Collected data

- Opening Delimiter -

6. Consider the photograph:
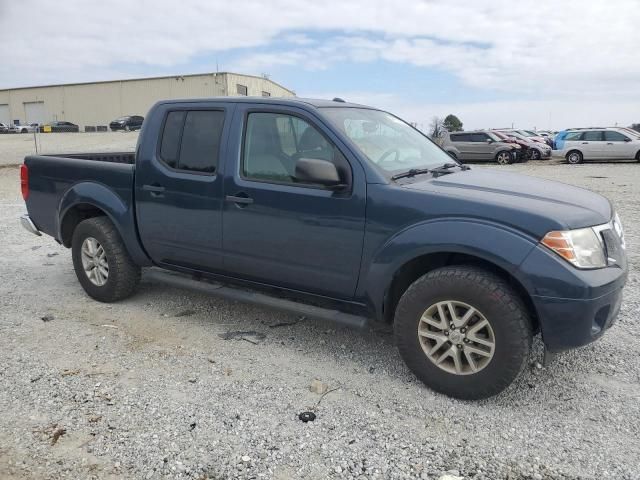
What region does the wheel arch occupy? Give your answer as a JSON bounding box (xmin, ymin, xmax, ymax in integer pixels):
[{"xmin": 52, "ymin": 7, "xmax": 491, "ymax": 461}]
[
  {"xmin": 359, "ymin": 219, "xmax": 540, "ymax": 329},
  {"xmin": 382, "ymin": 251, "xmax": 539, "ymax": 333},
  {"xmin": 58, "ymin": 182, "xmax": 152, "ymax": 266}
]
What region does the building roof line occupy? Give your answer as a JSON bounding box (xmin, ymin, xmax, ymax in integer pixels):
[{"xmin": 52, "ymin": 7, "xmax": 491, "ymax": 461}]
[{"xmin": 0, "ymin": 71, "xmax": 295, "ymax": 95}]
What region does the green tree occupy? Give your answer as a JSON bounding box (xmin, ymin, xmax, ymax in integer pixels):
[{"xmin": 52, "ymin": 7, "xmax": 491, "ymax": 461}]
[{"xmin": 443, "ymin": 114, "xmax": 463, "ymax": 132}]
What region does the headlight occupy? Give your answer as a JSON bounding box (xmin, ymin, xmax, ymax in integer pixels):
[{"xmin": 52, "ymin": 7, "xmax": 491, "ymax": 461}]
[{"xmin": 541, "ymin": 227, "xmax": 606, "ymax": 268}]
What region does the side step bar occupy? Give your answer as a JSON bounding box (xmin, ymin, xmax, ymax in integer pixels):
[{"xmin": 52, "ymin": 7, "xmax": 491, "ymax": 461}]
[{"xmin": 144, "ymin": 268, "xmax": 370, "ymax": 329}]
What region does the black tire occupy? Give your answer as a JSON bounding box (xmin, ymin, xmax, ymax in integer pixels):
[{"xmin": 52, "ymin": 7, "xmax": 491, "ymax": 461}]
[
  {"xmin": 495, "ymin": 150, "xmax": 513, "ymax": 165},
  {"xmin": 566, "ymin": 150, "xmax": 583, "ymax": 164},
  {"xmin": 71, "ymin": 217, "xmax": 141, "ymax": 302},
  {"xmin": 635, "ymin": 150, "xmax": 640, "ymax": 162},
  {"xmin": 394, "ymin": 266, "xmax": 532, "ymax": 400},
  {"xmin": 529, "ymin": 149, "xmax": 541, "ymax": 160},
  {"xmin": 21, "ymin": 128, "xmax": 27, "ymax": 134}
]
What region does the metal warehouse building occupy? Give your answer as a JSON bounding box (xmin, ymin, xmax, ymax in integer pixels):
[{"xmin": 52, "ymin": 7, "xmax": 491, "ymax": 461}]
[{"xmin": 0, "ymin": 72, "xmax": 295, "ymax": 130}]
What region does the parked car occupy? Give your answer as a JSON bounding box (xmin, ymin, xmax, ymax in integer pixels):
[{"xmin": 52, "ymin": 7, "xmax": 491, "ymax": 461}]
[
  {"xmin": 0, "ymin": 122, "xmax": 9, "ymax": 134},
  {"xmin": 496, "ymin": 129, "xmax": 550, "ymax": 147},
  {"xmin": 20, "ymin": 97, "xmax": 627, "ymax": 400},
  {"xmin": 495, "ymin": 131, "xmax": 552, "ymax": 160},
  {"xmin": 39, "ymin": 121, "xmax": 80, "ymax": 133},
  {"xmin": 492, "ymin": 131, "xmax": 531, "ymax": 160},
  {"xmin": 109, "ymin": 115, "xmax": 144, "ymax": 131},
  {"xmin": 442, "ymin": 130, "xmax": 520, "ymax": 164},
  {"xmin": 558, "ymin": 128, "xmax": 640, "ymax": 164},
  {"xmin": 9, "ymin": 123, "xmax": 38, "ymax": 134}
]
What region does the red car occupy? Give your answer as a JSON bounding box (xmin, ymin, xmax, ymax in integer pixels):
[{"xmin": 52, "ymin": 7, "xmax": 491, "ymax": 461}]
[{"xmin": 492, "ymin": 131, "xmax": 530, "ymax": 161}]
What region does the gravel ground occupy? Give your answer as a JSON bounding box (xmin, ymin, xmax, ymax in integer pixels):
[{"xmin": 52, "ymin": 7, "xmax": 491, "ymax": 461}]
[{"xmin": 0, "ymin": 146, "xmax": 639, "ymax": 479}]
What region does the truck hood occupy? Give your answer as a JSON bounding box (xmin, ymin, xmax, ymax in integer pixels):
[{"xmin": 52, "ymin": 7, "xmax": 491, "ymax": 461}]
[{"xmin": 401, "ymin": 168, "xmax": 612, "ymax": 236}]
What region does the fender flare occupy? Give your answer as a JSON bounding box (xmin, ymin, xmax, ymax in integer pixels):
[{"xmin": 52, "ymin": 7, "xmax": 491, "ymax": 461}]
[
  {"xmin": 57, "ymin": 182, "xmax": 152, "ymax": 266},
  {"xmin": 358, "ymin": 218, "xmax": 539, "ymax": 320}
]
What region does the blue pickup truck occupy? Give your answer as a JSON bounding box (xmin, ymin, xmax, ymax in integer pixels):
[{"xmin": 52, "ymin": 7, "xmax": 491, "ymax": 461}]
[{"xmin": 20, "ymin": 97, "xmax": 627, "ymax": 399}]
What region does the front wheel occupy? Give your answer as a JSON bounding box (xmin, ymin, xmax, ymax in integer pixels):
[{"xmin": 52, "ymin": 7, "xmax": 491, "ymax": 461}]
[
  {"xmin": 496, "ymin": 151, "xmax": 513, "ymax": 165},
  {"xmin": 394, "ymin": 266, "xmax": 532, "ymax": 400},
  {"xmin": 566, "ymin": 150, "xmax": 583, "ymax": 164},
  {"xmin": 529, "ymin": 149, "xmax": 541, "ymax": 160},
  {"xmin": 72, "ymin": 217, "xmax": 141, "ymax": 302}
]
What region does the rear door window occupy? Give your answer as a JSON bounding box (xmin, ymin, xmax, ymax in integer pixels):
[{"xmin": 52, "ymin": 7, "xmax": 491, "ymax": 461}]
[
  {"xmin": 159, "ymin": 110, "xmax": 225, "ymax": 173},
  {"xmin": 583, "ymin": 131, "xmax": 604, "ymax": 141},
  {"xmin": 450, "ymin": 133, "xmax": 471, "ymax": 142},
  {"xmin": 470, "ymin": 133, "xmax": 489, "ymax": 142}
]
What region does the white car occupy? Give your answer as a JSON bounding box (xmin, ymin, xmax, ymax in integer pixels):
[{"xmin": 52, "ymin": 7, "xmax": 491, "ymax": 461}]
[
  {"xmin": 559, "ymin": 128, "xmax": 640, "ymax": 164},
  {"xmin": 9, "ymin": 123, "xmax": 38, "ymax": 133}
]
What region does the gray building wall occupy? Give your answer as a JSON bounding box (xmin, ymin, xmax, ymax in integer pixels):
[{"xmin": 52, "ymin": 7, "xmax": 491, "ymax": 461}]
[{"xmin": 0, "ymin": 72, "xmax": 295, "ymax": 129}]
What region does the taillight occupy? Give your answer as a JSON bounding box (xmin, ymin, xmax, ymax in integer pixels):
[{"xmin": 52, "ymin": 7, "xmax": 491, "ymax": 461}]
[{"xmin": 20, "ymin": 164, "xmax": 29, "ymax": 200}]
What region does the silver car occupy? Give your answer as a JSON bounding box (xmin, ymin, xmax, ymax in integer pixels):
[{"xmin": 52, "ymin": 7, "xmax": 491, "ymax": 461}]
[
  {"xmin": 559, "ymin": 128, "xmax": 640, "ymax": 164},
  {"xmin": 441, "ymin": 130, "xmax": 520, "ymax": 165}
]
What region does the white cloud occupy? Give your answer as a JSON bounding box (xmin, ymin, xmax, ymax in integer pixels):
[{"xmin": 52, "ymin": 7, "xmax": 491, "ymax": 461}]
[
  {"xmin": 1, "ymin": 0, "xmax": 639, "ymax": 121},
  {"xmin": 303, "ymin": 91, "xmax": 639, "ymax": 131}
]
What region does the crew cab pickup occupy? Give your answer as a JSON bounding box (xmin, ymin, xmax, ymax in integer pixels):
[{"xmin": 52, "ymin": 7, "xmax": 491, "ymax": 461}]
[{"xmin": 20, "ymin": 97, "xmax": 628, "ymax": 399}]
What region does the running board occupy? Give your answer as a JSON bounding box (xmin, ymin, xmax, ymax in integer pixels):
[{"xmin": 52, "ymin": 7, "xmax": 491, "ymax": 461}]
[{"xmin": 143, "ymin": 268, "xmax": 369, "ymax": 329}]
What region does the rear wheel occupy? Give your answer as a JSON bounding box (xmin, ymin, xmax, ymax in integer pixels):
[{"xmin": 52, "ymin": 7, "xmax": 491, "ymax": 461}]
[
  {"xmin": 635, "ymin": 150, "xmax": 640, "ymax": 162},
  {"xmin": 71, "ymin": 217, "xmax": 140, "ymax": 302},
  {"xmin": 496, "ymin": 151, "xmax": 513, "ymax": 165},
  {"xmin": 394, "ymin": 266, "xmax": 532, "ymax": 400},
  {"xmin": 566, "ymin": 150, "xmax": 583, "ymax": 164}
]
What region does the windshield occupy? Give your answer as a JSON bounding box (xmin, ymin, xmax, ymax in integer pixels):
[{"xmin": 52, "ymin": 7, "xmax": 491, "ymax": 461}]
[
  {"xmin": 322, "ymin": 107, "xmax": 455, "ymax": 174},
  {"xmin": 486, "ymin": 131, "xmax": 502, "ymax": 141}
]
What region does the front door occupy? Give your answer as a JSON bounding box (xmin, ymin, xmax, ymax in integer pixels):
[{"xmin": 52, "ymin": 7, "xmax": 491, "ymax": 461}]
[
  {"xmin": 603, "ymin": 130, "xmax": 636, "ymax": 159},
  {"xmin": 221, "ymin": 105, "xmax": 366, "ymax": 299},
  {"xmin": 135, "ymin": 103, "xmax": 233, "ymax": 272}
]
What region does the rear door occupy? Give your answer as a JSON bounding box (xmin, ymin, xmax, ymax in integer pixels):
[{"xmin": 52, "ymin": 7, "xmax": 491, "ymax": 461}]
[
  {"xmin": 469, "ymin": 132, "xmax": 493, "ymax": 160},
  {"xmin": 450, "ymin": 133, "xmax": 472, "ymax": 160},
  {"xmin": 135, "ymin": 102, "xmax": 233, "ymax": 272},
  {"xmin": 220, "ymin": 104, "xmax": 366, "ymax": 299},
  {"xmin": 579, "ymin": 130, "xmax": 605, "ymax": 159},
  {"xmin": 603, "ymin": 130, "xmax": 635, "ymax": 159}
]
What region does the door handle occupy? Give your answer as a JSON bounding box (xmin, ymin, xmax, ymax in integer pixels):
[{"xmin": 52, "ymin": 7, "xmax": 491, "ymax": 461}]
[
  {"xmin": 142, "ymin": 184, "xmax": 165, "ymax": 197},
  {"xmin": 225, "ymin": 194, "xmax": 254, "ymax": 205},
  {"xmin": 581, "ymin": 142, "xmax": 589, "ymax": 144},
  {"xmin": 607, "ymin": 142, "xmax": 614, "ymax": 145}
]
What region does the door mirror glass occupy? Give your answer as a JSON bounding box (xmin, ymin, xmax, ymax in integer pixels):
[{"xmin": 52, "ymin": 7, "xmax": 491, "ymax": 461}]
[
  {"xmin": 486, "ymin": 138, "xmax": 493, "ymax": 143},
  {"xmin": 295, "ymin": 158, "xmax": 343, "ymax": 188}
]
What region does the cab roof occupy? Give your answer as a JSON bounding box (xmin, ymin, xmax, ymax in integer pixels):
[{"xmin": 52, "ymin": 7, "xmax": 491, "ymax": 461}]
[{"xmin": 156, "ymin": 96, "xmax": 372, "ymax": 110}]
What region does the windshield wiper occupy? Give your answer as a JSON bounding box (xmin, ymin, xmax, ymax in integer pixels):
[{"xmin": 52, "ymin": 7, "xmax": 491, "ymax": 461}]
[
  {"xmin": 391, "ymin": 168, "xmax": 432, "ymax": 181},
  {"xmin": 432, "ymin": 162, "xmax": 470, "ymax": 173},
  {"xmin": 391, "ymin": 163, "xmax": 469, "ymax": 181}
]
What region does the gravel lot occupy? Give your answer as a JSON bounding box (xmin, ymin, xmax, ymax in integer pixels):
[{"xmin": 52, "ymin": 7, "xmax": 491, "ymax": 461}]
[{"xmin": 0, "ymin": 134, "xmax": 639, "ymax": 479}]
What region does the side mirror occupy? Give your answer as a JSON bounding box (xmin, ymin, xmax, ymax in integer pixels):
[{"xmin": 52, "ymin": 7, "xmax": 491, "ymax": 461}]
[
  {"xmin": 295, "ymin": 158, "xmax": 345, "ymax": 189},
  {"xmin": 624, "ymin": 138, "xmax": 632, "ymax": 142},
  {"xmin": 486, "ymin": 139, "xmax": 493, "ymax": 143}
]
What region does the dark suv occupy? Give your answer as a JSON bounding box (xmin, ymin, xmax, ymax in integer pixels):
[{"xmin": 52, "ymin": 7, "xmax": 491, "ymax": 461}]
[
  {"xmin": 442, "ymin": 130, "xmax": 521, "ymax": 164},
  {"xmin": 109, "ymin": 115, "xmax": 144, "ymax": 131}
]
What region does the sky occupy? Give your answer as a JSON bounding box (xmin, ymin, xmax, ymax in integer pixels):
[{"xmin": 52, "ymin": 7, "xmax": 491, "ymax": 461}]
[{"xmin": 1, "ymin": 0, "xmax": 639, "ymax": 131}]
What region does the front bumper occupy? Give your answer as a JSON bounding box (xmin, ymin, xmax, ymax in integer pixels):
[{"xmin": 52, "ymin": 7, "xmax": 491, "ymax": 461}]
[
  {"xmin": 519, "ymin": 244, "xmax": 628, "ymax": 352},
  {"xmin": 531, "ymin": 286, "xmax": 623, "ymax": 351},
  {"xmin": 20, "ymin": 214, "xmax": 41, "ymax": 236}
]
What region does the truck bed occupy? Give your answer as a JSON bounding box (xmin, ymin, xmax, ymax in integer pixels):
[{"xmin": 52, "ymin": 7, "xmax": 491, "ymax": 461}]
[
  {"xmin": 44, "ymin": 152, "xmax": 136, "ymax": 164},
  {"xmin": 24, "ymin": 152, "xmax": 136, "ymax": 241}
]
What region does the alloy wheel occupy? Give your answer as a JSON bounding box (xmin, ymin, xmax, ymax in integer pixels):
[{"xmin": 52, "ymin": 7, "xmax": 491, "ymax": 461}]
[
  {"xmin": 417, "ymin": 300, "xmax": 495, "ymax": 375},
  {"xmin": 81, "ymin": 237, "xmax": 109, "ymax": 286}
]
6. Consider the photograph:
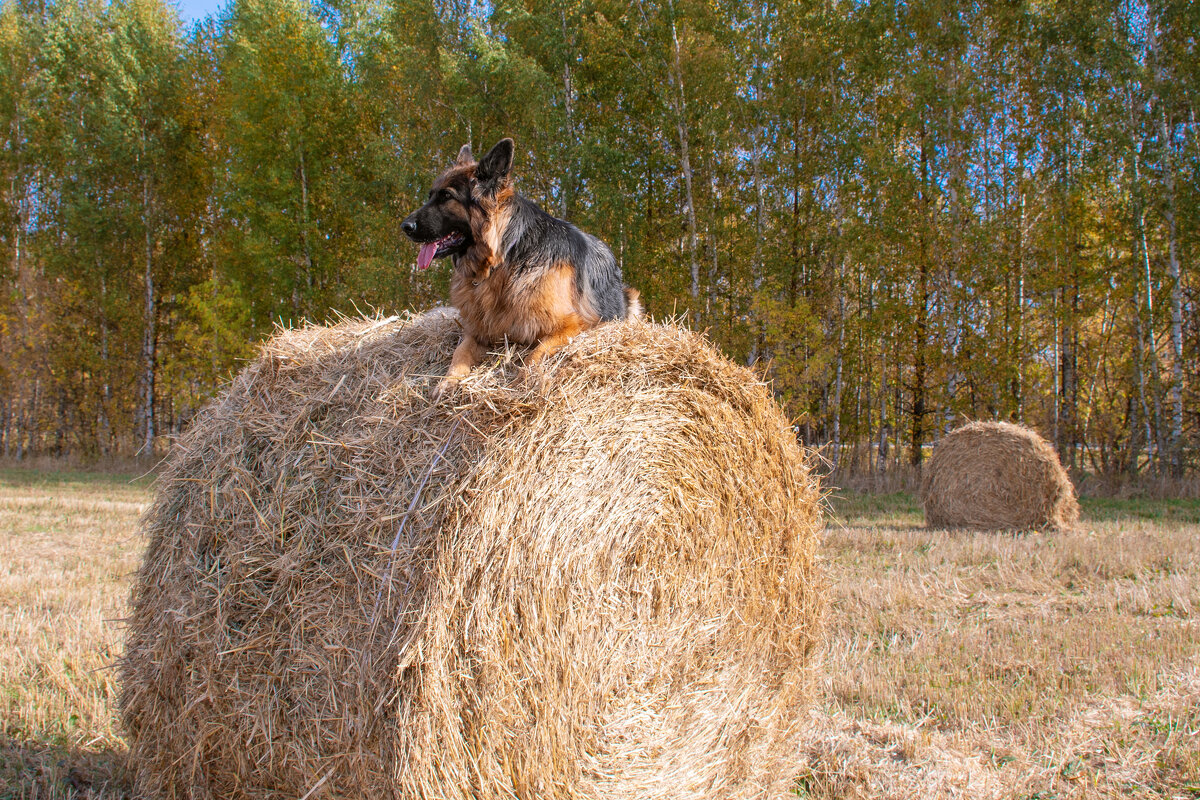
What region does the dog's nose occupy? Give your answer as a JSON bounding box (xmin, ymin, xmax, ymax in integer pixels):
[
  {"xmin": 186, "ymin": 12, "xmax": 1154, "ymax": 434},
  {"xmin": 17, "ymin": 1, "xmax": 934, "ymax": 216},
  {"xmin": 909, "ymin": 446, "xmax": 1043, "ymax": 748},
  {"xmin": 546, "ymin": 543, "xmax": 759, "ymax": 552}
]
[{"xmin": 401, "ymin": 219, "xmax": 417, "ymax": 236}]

- Closing Delimiter -

_Description of the task_. Print exactly, and only, the lines from the line containing "What region does the dog's" through the final line of the records, both included.

_Result_.
What region does the dog's nose occupy? Give your answer as a JSON bounding box (xmin, ymin, xmax, ymax in integer pixels):
[
  {"xmin": 186, "ymin": 12, "xmax": 1154, "ymax": 434},
  {"xmin": 17, "ymin": 1, "xmax": 934, "ymax": 216},
  {"xmin": 909, "ymin": 446, "xmax": 1043, "ymax": 748},
  {"xmin": 546, "ymin": 543, "xmax": 759, "ymax": 552}
]
[{"xmin": 401, "ymin": 219, "xmax": 417, "ymax": 236}]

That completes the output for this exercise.